- [WHAT YOU SHOULD DO] Copy out the records starting at the line containing "Task: Find the dog's mottled" and ending at the last line of the records, keeping the requests. Shift every coordinate in the answers by -45.

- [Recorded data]
* Begin *

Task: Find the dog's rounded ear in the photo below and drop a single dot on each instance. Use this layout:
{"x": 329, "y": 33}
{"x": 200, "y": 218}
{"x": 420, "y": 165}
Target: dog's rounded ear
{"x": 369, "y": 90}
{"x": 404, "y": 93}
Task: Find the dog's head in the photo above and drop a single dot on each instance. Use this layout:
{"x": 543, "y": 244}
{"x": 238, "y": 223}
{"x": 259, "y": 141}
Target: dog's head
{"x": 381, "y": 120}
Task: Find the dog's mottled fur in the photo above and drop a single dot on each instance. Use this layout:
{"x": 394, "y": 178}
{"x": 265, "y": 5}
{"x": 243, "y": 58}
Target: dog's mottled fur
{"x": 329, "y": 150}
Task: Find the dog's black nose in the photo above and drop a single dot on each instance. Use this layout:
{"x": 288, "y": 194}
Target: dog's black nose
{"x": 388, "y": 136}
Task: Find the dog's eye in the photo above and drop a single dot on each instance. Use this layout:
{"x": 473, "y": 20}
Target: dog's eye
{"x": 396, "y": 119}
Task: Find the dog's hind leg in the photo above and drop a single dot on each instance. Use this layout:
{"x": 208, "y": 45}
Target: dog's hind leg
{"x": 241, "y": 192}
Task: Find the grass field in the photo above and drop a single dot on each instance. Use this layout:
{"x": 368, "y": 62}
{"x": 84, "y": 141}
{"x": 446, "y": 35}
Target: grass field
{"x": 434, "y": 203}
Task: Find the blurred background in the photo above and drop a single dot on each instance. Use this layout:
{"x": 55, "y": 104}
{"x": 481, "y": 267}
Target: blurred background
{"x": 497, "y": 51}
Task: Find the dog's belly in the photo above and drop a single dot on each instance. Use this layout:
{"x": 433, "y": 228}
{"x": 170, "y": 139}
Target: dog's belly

* End *

- [CORRECT RESPONSE]
Task: Find the dog's mottled fur in the photo above and drop a single dot on each instance. Use this layout:
{"x": 394, "y": 178}
{"x": 265, "y": 5}
{"x": 243, "y": 58}
Target: dog's mottled fur
{"x": 284, "y": 105}
Task: Find the dog's black nose in the photo above and drop a single dot on each instance. Use this layout:
{"x": 288, "y": 194}
Target: dog's black nose
{"x": 343, "y": 91}
Task: Find the dog's eye in the photo above and drop a single dot on each instance. Use this layout:
{"x": 473, "y": 20}
Target: dog's eye
{"x": 351, "y": 74}
Task: Find the dog's hind leg in the photo above and drop a single dot on each instance. Use this layout:
{"x": 208, "y": 45}
Target: dog's hind leg
{"x": 196, "y": 147}
Task: Find the grass field in the photo above and drop a single dot on each instance. Use this layout:
{"x": 368, "y": 62}
{"x": 84, "y": 141}
{"x": 446, "y": 35}
Target: grass field
{"x": 389, "y": 158}
Task: Find the blurred background in the photo above and drop a single dot on each instance. Use this layout:
{"x": 55, "y": 104}
{"x": 481, "y": 267}
Target: blurred background
{"x": 452, "y": 6}
Task: Find the dog's belly in the photo above and drop a single dot on each instance. Use this layout:
{"x": 433, "y": 228}
{"x": 170, "y": 139}
Target: dog's belly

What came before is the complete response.